***** Material to process *****

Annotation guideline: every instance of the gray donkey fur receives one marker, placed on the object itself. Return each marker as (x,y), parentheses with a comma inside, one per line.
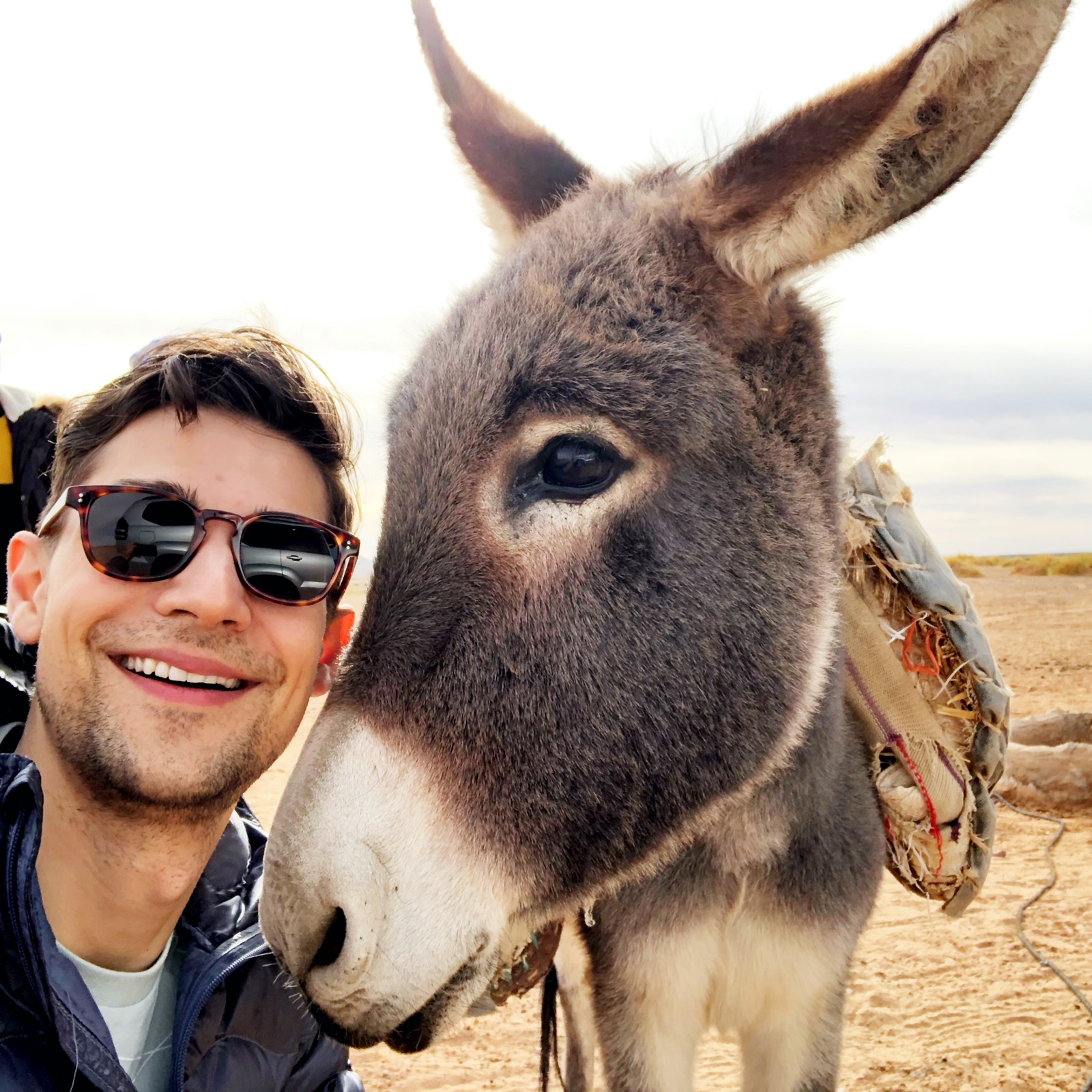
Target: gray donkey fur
(599,664)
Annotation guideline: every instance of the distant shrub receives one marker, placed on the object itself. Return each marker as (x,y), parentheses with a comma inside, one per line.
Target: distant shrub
(964,568)
(1037,565)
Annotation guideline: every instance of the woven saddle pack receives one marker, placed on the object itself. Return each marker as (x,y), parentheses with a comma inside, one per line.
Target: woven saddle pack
(924,688)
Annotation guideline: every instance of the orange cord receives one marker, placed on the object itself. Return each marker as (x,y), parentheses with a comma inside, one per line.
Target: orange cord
(908,644)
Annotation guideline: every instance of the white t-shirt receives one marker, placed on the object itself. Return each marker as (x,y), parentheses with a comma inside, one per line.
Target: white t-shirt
(139,1010)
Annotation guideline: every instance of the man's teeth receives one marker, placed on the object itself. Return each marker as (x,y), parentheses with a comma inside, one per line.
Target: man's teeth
(145,665)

*****

- _Problem to solve_
The records above must be copied exactly, with no pictures carried over.

- _Output of the task_
Annotation guideline: every instance of the gray donkey fur receives one marker, placed on the object itself. Return each marker as (x,y), parentheses with a comma inside, one per line.
Target: gray donkey fur
(599,664)
Annotation guideline: every instance of the distant shrub receives one marker, placed on the object itself. Return each marker as (x,y), parentheses with a comma inside, one per line.
Target: distant shrub
(964,568)
(1037,565)
Annotation guideline: every instance of the woven saddle pack receives one marker, placed on the object itself. Return each marker as (x,y), parentheses with a comma inside, one per line.
Target: woven saddle pack
(924,688)
Annotation guideline: every instance of the orange cord receives one marker, placed on the object itself. Return each marker as (x,y), parentheses with a comma inside, one per line.
Target: orange cord
(908,644)
Annotation guideline: every instance of the white t-shirt receives one marker, placed on the object itself. Return each marker as (x,y), parentheses with a comma inside, one per line.
Target: white t-shirt
(139,1010)
Annotation guideline: every instance of the man's teeth receives one marker, placed on the object itself. Return each marker as (x,y), parentheses with a comma inside, one per line.
Target: man's teeth
(145,665)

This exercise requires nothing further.